ACTIVITY. Your task is to transcribe all the entries exactly, excluding pictures.

RECORDS FOR THE TASK.
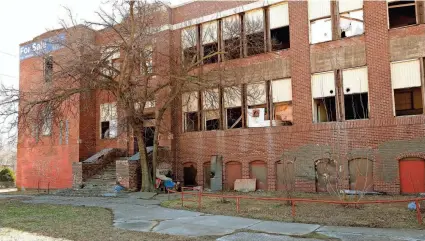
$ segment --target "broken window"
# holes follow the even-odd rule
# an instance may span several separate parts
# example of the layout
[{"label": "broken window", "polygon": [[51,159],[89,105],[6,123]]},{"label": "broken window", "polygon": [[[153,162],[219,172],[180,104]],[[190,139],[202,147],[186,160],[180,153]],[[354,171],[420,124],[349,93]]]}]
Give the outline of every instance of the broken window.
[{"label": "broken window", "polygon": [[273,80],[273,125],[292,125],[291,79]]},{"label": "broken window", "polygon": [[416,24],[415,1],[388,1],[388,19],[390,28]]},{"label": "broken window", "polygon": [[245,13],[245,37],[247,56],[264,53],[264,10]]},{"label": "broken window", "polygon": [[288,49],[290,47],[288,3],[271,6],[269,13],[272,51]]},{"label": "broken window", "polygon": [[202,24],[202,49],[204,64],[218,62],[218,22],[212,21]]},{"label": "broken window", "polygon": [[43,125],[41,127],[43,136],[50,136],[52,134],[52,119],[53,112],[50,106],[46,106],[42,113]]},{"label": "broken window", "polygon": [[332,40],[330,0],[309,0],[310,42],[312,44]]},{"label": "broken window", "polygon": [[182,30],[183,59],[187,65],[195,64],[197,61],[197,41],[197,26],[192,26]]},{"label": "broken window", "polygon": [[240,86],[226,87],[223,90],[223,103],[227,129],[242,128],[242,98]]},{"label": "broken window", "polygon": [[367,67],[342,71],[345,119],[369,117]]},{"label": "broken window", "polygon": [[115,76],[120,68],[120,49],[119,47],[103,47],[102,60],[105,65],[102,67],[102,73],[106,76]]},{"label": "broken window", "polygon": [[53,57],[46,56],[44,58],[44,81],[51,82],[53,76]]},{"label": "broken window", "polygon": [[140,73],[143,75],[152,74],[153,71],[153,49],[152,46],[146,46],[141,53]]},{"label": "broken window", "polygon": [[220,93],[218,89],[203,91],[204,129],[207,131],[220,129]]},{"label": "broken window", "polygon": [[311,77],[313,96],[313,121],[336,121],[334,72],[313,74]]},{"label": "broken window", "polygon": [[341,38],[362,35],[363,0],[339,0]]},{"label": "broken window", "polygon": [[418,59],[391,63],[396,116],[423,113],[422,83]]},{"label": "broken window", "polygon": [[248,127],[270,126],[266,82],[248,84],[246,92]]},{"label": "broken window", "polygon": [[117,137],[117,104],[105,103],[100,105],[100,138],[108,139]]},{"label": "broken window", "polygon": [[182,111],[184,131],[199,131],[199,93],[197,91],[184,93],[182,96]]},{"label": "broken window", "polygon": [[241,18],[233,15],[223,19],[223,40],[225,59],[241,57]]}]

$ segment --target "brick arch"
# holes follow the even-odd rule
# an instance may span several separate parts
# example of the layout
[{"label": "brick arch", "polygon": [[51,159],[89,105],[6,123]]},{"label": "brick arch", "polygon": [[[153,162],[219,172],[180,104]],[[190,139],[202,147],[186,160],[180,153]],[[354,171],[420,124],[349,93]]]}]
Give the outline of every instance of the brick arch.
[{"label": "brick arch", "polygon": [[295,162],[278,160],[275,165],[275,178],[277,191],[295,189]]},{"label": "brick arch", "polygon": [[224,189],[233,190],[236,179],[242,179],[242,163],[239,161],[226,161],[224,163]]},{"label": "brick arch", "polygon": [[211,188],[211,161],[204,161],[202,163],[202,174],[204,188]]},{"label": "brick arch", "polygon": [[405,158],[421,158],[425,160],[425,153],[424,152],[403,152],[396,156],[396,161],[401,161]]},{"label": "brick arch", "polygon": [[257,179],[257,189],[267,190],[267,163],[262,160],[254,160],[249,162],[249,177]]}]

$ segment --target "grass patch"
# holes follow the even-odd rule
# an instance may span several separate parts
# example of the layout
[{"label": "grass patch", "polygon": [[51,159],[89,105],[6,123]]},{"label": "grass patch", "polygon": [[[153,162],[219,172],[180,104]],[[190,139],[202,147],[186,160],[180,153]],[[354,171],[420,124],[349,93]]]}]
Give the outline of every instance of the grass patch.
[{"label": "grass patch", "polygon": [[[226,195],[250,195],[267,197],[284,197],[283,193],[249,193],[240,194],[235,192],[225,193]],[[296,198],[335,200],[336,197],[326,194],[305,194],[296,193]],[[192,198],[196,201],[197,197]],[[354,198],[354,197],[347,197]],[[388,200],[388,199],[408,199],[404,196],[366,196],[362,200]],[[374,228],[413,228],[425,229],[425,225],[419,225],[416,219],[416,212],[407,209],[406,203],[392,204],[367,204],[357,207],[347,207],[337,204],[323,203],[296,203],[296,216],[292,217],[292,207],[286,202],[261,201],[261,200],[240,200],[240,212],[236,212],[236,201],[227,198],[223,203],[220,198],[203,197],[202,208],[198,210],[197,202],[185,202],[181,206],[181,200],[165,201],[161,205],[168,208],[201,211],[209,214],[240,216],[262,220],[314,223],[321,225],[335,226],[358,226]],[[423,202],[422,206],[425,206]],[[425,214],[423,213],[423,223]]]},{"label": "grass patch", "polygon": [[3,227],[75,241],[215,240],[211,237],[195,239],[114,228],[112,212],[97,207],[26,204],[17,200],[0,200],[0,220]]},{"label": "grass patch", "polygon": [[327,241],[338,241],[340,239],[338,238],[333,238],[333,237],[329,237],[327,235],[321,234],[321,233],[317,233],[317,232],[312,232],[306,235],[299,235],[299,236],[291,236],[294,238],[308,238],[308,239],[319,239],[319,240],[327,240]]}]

OUTPUT OF THE TASK.
$ segment --target "broken window"
# holes follow the even-odd rule
# an instance may span several separate parts
# example of the layout
[{"label": "broken window", "polygon": [[51,159],[89,105],[6,123]]},{"label": "broken window", "polygon": [[[153,162],[219,172],[180,104]],[[190,139],[202,147],[186,160],[180,153]],[[354,171],[420,124],[349,93]]]}]
Give the outline of every instance of the broken window.
[{"label": "broken window", "polygon": [[273,80],[273,125],[292,125],[291,79]]},{"label": "broken window", "polygon": [[416,24],[415,1],[388,1],[388,19],[390,28]]},{"label": "broken window", "polygon": [[245,13],[245,37],[247,56],[264,53],[264,10]]},{"label": "broken window", "polygon": [[288,49],[290,47],[288,3],[271,6],[269,13],[272,51]]},{"label": "broken window", "polygon": [[202,24],[202,49],[204,64],[218,62],[218,22],[212,21]]},{"label": "broken window", "polygon": [[43,125],[41,127],[43,136],[50,136],[52,134],[52,119],[53,112],[50,106],[46,106],[42,113]]},{"label": "broken window", "polygon": [[332,40],[330,0],[309,0],[310,42],[312,44]]},{"label": "broken window", "polygon": [[182,30],[183,59],[187,65],[195,64],[197,61],[197,41],[197,26],[192,26]]},{"label": "broken window", "polygon": [[240,86],[226,87],[223,90],[223,103],[227,129],[242,128],[242,98]]},{"label": "broken window", "polygon": [[367,67],[342,71],[345,119],[369,117]]},{"label": "broken window", "polygon": [[115,76],[120,68],[120,49],[119,47],[103,47],[102,60],[105,65],[102,67],[102,73],[106,76]]},{"label": "broken window", "polygon": [[53,57],[46,56],[44,58],[44,81],[51,82],[53,76]]},{"label": "broken window", "polygon": [[140,73],[143,75],[152,74],[153,71],[153,49],[152,46],[146,46],[141,53]]},{"label": "broken window", "polygon": [[220,93],[218,89],[203,91],[204,129],[207,131],[220,129]]},{"label": "broken window", "polygon": [[311,77],[313,96],[313,121],[336,121],[334,72],[313,74]]},{"label": "broken window", "polygon": [[341,38],[362,35],[363,0],[339,0]]},{"label": "broken window", "polygon": [[418,59],[391,63],[396,116],[423,113],[422,83]]},{"label": "broken window", "polygon": [[248,127],[270,126],[266,82],[248,84],[246,92]]},{"label": "broken window", "polygon": [[117,137],[117,104],[105,103],[100,105],[100,138],[108,139]]},{"label": "broken window", "polygon": [[182,111],[184,131],[199,131],[199,93],[197,91],[184,93],[182,96]]},{"label": "broken window", "polygon": [[241,18],[233,15],[223,19],[223,40],[225,59],[241,57]]}]

$ segment --target "brick arch"
# holes follow the even-odd rule
# an instance may span several separate parts
# example of the layout
[{"label": "brick arch", "polygon": [[51,159],[89,105],[6,123]]},{"label": "brick arch", "polygon": [[[153,162],[219,172],[180,104]],[[190,139],[202,147],[186,160],[180,153]],[[354,171],[420,124],[349,93]]]}]
Give the outline of every instance of the brick arch.
[{"label": "brick arch", "polygon": [[295,162],[278,160],[275,165],[275,178],[277,191],[295,189]]},{"label": "brick arch", "polygon": [[224,189],[233,190],[236,179],[242,179],[242,163],[239,161],[226,161],[224,163]]},{"label": "brick arch", "polygon": [[211,188],[211,161],[204,161],[202,163],[202,174],[204,188]]},{"label": "brick arch", "polygon": [[405,158],[421,158],[425,160],[425,153],[424,152],[403,152],[396,156],[396,161],[401,161]]},{"label": "brick arch", "polygon": [[257,179],[257,189],[267,190],[267,163],[262,160],[254,160],[249,162],[249,177]]}]

$ segment --target "grass patch"
# holes follow the even-odd rule
# an instance may span several separate parts
# example of the layout
[{"label": "grass patch", "polygon": [[51,159],[89,105],[6,123]]},{"label": "grass patch", "polygon": [[[153,162],[219,172],[180,104]],[[190,139],[202,147],[186,160],[180,153]],[[354,171],[420,124],[349,93]]]}]
Give the outline of every instance of the grass patch.
[{"label": "grass patch", "polygon": [[[226,195],[250,195],[267,197],[284,197],[283,193],[249,193],[240,194],[235,192],[225,193]],[[296,198],[335,200],[336,197],[326,194],[305,194],[296,193]],[[192,198],[196,201],[197,197]],[[354,198],[354,197],[347,197]],[[388,200],[388,199],[408,199],[404,196],[366,196],[362,200]],[[374,228],[413,228],[425,229],[425,225],[419,225],[416,219],[416,212],[407,209],[406,203],[392,204],[367,204],[357,207],[347,207],[337,204],[323,203],[296,203],[296,216],[292,217],[292,207],[286,202],[261,201],[261,200],[240,200],[240,212],[236,212],[236,201],[227,198],[223,203],[220,198],[203,197],[202,208],[198,210],[197,202],[185,202],[181,206],[181,200],[165,201],[161,205],[168,208],[201,211],[209,214],[240,216],[262,220],[314,223],[321,225],[335,226],[358,226]],[[423,202],[422,206],[425,206]],[[425,214],[423,213],[423,223]]]},{"label": "grass patch", "polygon": [[3,227],[75,241],[215,240],[211,237],[195,239],[114,228],[112,212],[97,207],[26,204],[17,200],[0,200],[0,220]]},{"label": "grass patch", "polygon": [[327,241],[338,241],[340,239],[338,238],[333,238],[333,237],[329,237],[327,235],[321,234],[321,233],[317,233],[317,232],[312,232],[306,235],[299,235],[299,236],[291,236],[294,238],[308,238],[308,239],[319,239],[319,240],[327,240]]}]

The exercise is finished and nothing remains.